◆ Collected data entries ◆

◇ ◇ ◇ ◇

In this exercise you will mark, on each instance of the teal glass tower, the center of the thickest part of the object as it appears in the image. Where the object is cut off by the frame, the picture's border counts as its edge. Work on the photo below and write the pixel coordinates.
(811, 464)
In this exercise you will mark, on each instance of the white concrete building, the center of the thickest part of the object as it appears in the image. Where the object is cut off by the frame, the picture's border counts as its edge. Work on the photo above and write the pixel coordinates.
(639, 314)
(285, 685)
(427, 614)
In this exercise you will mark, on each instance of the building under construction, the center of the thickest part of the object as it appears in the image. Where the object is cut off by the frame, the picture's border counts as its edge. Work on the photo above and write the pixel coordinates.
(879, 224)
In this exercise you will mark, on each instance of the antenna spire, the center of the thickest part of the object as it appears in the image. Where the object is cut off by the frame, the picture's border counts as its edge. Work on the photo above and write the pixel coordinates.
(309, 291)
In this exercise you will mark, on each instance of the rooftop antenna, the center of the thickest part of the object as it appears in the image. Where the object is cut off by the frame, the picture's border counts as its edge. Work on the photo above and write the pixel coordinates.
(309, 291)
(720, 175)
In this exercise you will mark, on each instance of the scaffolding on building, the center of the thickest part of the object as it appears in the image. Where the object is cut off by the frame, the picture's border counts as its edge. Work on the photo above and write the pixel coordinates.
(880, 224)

◇ ◇ ◇ ◇

◆ YOUR OBJECTIVE ◆
Repeat back all entries verbatim.

◆ YOUR RESPONSE ◆
In this exercise you will mark, on each instance of the teal glass tower, the center of the thickest part of the object as it appears in the image. Where the object is cut off by the frame, the picture's border counts as its edge. Work on the photo below and write the pixel coordinates.
(811, 464)
In this exercise you will mark, on each instance of the white concrete building, the center of the thickest part of the object as it appears in the image. Where the object is cut off by the frame, the picture's border counts as its edge. Work on the photo above and write the pixel coordinates.
(639, 314)
(285, 685)
(427, 614)
In this exercise you will mark, on each instance of the building under construction, the center of the thickest part of the object as it appears in the image. Where the object is cut off by the frame, the picture's border counts as its edge. Work on the photo above and write the pixel coordinates.
(879, 224)
In this exercise you will mark, on each instance of the antenna spire, the center of the thickest part of the object as it appears in the image. Where the object is cut off by the frame, the picture's border counts as its edge. Work on the photo above and write the pixel coordinates.
(309, 291)
In this exercise you will mark, on each instance of the rooftop antenna, the center of the thickest part of the object as it appears in the image. Where the object is cut off by the frame, the picture's border counts as its edge. Work on the photo above and write the pixel coordinates.
(309, 291)
(720, 175)
In this exercise you will mark, on each instance of the scaffolding on building, the center of the thickest part of the object as it appears in the image. Where the object is cut off by the frame, the picture's border counts as its edge. Work on the photo above and write the pixel coordinates.
(880, 224)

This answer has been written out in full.